Please identify and copy every line of the records below that contains the word "player". Case counts.

# Dataset start

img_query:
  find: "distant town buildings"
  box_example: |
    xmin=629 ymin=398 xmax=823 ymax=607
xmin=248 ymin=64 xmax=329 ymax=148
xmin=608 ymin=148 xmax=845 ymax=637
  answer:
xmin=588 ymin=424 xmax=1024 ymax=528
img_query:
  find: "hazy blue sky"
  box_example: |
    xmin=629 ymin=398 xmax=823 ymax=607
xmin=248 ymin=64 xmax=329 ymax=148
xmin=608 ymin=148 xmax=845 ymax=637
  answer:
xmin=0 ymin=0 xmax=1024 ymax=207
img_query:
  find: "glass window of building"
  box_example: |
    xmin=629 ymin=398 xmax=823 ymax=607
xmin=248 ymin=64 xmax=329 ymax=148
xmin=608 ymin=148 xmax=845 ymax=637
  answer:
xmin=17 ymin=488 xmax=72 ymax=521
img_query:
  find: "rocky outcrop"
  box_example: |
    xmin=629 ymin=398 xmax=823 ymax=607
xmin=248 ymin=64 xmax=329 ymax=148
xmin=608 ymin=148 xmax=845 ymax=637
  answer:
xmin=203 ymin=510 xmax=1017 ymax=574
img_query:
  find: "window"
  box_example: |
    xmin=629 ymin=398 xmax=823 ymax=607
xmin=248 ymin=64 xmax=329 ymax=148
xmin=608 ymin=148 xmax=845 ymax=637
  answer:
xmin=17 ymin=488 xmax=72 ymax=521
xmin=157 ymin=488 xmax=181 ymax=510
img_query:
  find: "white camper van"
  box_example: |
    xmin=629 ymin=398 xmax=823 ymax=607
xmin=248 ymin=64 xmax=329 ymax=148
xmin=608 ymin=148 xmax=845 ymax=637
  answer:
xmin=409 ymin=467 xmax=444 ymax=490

# Dataset end
# Dataset start

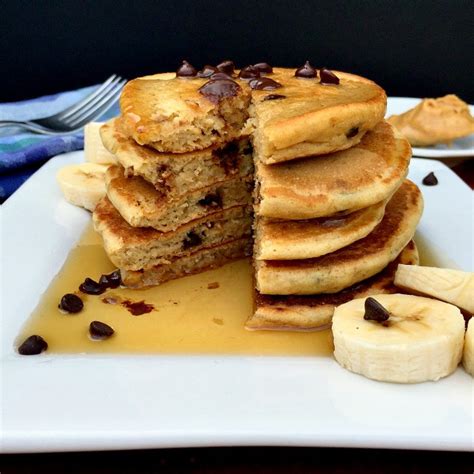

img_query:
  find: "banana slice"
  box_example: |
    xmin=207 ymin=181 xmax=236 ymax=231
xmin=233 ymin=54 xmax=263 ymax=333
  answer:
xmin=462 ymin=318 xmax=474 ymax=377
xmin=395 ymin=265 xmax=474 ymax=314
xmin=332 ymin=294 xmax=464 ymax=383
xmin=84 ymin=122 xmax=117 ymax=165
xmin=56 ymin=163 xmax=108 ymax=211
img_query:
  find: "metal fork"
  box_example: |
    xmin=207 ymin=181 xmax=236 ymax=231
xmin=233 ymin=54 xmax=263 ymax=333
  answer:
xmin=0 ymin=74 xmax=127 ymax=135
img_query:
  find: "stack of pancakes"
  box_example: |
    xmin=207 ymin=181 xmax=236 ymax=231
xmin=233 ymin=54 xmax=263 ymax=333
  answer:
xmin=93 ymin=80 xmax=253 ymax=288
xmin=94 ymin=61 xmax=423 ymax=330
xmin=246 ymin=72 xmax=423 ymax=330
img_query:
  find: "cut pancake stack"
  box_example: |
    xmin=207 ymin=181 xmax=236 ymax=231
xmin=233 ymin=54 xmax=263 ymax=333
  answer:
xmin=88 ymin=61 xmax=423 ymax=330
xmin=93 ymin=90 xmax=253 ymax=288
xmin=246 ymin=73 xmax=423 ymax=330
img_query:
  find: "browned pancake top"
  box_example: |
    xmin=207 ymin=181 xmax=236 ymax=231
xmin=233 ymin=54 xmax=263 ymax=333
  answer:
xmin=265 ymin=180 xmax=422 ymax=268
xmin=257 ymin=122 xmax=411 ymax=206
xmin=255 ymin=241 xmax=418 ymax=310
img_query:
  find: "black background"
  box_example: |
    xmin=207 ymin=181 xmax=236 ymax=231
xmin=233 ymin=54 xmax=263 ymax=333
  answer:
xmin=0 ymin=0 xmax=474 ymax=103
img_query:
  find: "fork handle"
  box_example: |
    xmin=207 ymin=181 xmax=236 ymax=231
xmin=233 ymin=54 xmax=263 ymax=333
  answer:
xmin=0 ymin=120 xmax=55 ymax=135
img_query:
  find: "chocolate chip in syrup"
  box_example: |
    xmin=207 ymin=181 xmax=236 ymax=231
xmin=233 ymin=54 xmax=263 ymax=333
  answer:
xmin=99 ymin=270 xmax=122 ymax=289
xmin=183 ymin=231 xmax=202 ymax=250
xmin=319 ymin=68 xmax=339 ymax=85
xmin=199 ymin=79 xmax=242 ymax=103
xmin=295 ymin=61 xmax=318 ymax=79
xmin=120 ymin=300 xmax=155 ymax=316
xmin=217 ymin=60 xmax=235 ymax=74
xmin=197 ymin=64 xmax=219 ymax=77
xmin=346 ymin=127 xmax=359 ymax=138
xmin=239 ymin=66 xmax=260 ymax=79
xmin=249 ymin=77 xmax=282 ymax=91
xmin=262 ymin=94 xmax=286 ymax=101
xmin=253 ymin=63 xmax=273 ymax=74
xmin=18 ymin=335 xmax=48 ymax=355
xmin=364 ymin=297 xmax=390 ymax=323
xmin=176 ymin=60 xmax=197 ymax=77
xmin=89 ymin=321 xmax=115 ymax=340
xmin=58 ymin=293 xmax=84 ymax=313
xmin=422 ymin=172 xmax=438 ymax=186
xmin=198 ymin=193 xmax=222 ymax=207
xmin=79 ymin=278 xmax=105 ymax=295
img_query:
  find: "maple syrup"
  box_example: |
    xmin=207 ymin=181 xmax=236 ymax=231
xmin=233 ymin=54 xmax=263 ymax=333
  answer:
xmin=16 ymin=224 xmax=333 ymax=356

# Dataset end
# Dataset start

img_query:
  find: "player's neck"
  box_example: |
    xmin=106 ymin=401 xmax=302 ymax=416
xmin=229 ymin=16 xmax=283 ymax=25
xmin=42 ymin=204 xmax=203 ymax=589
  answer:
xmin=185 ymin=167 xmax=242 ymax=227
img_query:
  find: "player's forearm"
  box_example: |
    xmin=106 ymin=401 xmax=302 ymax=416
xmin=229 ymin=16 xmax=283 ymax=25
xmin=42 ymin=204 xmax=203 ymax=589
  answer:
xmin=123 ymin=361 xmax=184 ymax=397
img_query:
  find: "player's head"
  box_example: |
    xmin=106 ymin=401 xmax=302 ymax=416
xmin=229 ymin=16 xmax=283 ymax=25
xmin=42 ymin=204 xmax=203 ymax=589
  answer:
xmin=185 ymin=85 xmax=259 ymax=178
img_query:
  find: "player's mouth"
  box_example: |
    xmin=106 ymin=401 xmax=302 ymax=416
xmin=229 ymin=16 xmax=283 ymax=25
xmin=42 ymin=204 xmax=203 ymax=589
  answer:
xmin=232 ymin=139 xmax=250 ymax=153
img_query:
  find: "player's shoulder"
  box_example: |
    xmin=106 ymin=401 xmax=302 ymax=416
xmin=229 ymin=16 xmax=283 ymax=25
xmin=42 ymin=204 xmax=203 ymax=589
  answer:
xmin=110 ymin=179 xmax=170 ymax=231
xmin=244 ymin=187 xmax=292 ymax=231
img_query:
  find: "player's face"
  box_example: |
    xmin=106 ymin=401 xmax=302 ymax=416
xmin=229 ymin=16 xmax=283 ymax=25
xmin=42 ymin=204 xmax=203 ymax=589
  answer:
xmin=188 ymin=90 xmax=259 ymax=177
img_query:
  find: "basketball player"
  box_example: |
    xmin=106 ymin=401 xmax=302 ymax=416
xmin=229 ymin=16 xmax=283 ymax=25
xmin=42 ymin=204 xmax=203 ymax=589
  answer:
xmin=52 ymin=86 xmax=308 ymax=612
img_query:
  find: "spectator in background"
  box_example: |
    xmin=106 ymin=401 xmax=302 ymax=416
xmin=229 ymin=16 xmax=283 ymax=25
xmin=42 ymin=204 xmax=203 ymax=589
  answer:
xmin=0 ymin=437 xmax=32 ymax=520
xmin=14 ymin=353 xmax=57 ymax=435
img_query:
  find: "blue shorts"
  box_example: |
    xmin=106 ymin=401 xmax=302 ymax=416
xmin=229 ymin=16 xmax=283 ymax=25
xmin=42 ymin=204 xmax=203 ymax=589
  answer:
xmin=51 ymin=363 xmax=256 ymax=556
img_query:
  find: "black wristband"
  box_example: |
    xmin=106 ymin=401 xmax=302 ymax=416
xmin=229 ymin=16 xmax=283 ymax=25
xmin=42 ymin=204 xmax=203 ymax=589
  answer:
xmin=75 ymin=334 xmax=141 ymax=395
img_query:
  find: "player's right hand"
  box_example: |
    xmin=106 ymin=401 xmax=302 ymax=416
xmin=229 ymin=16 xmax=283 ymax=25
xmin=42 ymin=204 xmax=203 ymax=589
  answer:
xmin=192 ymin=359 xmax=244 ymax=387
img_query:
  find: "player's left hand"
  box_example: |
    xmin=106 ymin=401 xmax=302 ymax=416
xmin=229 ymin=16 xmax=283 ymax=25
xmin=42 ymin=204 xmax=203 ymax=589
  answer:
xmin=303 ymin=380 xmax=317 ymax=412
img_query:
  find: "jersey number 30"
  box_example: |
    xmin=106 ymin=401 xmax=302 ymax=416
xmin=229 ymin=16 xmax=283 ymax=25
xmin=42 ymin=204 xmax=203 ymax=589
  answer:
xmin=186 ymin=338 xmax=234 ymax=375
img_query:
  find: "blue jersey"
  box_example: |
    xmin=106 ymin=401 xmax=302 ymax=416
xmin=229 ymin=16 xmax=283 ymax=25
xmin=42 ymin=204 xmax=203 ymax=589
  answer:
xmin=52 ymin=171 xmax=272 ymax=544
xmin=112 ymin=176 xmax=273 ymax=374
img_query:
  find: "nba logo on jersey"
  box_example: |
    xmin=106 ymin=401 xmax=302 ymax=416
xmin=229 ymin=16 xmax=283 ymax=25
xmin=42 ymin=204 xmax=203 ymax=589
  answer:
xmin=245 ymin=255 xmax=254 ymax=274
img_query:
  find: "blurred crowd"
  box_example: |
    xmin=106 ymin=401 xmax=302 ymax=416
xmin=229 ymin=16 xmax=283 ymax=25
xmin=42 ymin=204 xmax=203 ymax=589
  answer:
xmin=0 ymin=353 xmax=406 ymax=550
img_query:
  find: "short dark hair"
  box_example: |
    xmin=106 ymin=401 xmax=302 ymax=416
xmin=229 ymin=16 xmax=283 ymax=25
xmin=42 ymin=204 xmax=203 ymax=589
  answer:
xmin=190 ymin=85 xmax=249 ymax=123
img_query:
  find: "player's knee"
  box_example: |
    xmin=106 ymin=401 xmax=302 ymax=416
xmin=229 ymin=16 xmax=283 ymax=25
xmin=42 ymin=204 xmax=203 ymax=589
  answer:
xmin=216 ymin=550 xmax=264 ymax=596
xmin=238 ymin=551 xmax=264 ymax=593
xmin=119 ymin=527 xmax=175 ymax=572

# Dataset end

▶ _Complete response_
  find: "player's neck"
  find: "player's forearm"
  find: "player's head"
  find: "player's mouth"
  find: "player's shoulder"
  find: "player's face"
  find: "basketball player"
  find: "player's right hand"
  find: "player's left hand"
  find: "player's knee"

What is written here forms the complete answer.